§ Supplied data

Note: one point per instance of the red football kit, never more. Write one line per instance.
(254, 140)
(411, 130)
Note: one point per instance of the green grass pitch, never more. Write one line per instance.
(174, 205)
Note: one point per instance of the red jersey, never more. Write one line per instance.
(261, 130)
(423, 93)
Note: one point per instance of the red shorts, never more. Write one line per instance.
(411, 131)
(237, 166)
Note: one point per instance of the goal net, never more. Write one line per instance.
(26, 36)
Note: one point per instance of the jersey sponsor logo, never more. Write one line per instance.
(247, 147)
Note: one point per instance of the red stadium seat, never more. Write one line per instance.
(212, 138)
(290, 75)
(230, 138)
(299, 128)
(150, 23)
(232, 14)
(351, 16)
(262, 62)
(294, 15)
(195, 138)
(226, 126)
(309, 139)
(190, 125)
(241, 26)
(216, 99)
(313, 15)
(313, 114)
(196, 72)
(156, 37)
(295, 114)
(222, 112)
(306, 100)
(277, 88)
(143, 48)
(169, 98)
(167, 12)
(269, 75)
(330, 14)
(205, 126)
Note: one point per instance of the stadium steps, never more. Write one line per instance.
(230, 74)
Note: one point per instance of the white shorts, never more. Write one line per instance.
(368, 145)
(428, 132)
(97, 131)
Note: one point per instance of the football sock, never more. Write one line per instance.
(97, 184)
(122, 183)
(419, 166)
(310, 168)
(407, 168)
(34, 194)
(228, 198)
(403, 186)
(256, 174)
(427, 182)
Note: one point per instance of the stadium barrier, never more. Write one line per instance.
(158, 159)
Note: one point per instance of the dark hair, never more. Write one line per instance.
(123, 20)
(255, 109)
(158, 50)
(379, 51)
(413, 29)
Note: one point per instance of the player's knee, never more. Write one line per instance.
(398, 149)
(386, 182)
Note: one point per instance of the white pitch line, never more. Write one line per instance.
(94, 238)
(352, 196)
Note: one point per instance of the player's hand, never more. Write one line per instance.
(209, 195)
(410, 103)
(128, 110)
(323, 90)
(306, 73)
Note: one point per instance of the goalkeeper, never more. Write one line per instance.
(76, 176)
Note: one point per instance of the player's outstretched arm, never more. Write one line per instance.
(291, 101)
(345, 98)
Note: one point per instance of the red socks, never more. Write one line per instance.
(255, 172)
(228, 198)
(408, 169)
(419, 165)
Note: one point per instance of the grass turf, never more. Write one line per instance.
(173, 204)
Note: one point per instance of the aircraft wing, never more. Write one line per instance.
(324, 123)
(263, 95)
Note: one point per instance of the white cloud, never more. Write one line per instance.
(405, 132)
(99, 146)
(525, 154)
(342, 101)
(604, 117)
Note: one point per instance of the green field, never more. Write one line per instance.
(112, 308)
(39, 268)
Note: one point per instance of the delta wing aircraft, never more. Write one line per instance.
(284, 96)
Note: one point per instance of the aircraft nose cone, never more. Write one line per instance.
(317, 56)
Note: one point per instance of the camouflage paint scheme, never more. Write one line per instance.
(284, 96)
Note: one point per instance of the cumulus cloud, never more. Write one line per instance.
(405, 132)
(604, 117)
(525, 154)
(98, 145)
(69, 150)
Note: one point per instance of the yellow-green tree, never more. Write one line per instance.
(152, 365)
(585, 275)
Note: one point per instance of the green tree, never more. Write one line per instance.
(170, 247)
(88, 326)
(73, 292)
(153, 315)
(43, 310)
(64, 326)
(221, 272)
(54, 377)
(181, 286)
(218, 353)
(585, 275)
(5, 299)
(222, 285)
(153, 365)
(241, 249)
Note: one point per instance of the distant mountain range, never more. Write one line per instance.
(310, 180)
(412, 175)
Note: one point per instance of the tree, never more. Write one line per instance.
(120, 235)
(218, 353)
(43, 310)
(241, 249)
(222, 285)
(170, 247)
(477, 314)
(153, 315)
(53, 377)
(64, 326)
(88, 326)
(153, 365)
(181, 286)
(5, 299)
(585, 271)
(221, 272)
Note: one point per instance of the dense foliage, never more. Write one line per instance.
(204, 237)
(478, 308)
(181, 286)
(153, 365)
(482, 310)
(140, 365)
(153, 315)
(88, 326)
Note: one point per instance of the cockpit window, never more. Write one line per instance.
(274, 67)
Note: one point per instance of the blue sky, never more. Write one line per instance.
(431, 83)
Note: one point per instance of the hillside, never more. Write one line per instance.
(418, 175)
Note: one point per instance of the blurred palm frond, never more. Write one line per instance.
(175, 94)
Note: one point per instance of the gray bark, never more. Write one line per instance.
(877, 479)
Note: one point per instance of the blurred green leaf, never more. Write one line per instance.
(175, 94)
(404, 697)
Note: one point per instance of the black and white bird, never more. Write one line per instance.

§ Requirement
All of the entries need to be reproduced exactly; please write them out.

§ Full response
Note: one point per instance of the red football kit, never more. Write one line per instance.
(254, 140)
(411, 130)
Note: one point per instance of the green grass pitch, never more. Write one line per instance.
(174, 205)
Note: one point per instance of the red jersey, never more. Write one line per instance.
(261, 130)
(423, 93)
Note: one point per instance of the red shorts, never more. Write one line per instance.
(411, 131)
(237, 166)
Note: one point per instance of the goal net, never more. Write one line per instance.
(26, 36)
Note: one point per instance of the jersey sponsor logo, never more. Write one line per instance.
(247, 147)
Note: one point per instance of the red stadium seat, never more. Write one line per instance.
(212, 138)
(290, 75)
(230, 138)
(299, 128)
(150, 23)
(232, 14)
(351, 16)
(262, 62)
(294, 15)
(195, 138)
(226, 126)
(309, 139)
(190, 125)
(241, 26)
(216, 99)
(313, 15)
(313, 114)
(196, 72)
(156, 37)
(295, 114)
(222, 112)
(306, 100)
(277, 88)
(143, 48)
(169, 98)
(167, 12)
(269, 75)
(330, 14)
(205, 126)
Note: one point per instance of the stadium steps, never more. Write one line per instance.
(230, 74)
Note: one point per instance of the white shorts, never more. Write one line per instance.
(368, 145)
(428, 132)
(97, 131)
Note: one point per instance of the football sock, never more. Write one line per instance.
(97, 184)
(122, 183)
(419, 166)
(310, 168)
(407, 168)
(34, 194)
(228, 198)
(403, 186)
(256, 174)
(427, 182)
Note: one point per instance of the stadium barrier, never more. Write one line per instance.
(158, 159)
Note: one point per instance of the dark hair, never more. Write one line per instance.
(123, 20)
(255, 109)
(158, 50)
(379, 51)
(413, 29)
Note: one point per instance of the player's knee, never more. Write one line per instance.
(398, 149)
(386, 182)
Note: one point per instance of the white pitch line, never more. Write one line per instance.
(94, 238)
(352, 196)
Note: one point per instance of the player's hand, never more. Write one line per instance.
(209, 195)
(410, 103)
(128, 110)
(323, 90)
(306, 73)
Note: one point per instance of the goalkeeper, never more. Write one line per instance.
(76, 176)
Note: one point per instance of the player's outstretched arm, never more. Write one line per instance.
(291, 101)
(345, 98)
Note: one point per instance of the red socks, never more. Write one line per instance.
(255, 172)
(228, 198)
(408, 169)
(419, 165)
Note: one point per instance of the grass turf, never more. Write one line per instance.
(173, 204)
Note: one point per instance of the aircraft wing, never more. Write one line per instance.
(324, 123)
(263, 95)
Note: one point per instance of the white cloud, never more. Write one line per instance.
(405, 132)
(99, 146)
(525, 154)
(342, 101)
(604, 117)
Note: one point per instance of the green field, never more. Write one line per instance.
(112, 308)
(39, 268)
Note: one point per instance of the delta wing aircraft, never more. Write one line per instance.
(284, 96)
Note: one point per instance of the aircraft nose cone, never more. Write one line per instance.
(317, 56)
Note: one point per instance of the camouflage paint scheme, never more. Write one line per instance.
(284, 96)
Note: one point per instance of the cumulus cloud, never more. Write one line per instance.
(405, 132)
(604, 117)
(525, 154)
(98, 145)
(69, 150)
Note: one point per instance of the yellow-green tree, never more. Write one line per instance.
(152, 365)
(585, 275)
Note: one point per instance of the green tree, never more. Write one line per instance.
(170, 247)
(88, 326)
(73, 292)
(153, 315)
(43, 310)
(64, 326)
(221, 272)
(54, 377)
(181, 286)
(218, 353)
(585, 275)
(5, 299)
(222, 285)
(153, 365)
(241, 249)
Note: one point per instance of the distant mountain range, never more. Write one line per instance.
(310, 180)
(412, 175)
Note: one point per instance of the tree, never more. Write one line per instance.
(120, 235)
(218, 353)
(43, 310)
(241, 249)
(222, 285)
(170, 247)
(477, 314)
(153, 315)
(53, 377)
(64, 326)
(88, 326)
(153, 365)
(181, 286)
(5, 299)
(585, 271)
(221, 272)
Note: one point per instance of the dense foliage, never more. Write one line per instance.
(204, 237)
(478, 308)
(181, 286)
(153, 365)
(482, 310)
(140, 365)
(153, 315)
(88, 326)
Note: one point per instance of the cockpit window, never more. Write one line per instance.
(274, 67)
Note: one point per instance of the blue sky, never more. Write one line per instance.
(431, 83)
Note: one point per instance of the hillside, never more. Write one line per instance.
(418, 175)
Note: one point per instance of the blurred palm frond, never more. Write one line per instance.
(175, 94)
Note: one point per instance of the gray bark, never more. Write one line per instance.
(877, 479)
Note: one point per instance of the blurred green leaf, never more. Write one line per instance.
(175, 94)
(404, 697)
Note: one point per instance of the black and white bird, never more. Write one line per instance.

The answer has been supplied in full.